Count the lines in the records below that contain the word "return", treating uppercase and lowercase as distinct, and give only the number.

§ **RAW DATA**

■ ■ ■

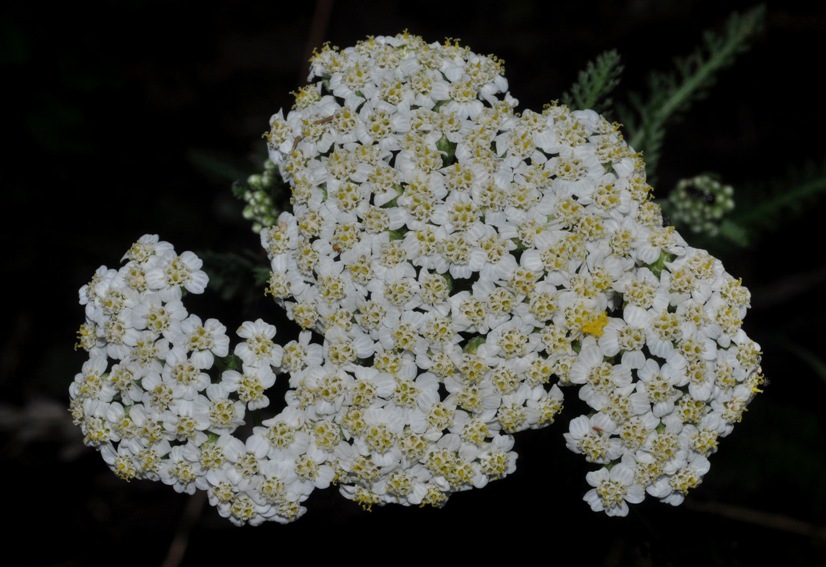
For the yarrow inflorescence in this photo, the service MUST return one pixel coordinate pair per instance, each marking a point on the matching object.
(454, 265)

■ ■ ■

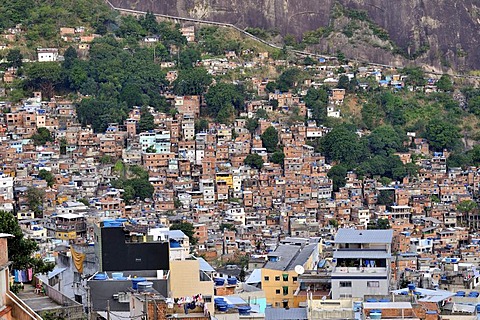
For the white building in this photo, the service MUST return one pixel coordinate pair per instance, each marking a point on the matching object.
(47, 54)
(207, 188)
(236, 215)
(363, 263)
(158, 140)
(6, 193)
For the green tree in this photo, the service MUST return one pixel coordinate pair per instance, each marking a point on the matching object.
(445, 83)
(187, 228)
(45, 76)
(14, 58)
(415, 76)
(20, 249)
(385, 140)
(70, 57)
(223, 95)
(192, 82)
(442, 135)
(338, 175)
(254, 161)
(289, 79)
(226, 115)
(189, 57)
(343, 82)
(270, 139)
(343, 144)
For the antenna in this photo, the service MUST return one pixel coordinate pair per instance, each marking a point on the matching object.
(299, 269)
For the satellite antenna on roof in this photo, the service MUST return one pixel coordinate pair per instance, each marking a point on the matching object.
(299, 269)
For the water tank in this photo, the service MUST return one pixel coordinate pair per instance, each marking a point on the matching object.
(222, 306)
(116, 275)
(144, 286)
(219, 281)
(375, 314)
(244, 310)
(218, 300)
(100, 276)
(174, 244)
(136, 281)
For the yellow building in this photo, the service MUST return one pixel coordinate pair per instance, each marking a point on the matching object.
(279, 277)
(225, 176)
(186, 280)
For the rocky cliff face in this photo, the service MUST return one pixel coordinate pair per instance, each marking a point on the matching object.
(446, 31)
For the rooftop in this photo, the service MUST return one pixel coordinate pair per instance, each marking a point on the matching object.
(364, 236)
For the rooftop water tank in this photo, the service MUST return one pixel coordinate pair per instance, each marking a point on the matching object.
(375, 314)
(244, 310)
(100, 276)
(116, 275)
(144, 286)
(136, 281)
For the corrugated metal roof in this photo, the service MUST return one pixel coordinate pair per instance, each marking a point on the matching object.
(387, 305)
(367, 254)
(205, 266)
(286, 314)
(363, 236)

■ ■ ■

§ **IN RESPONSE**
11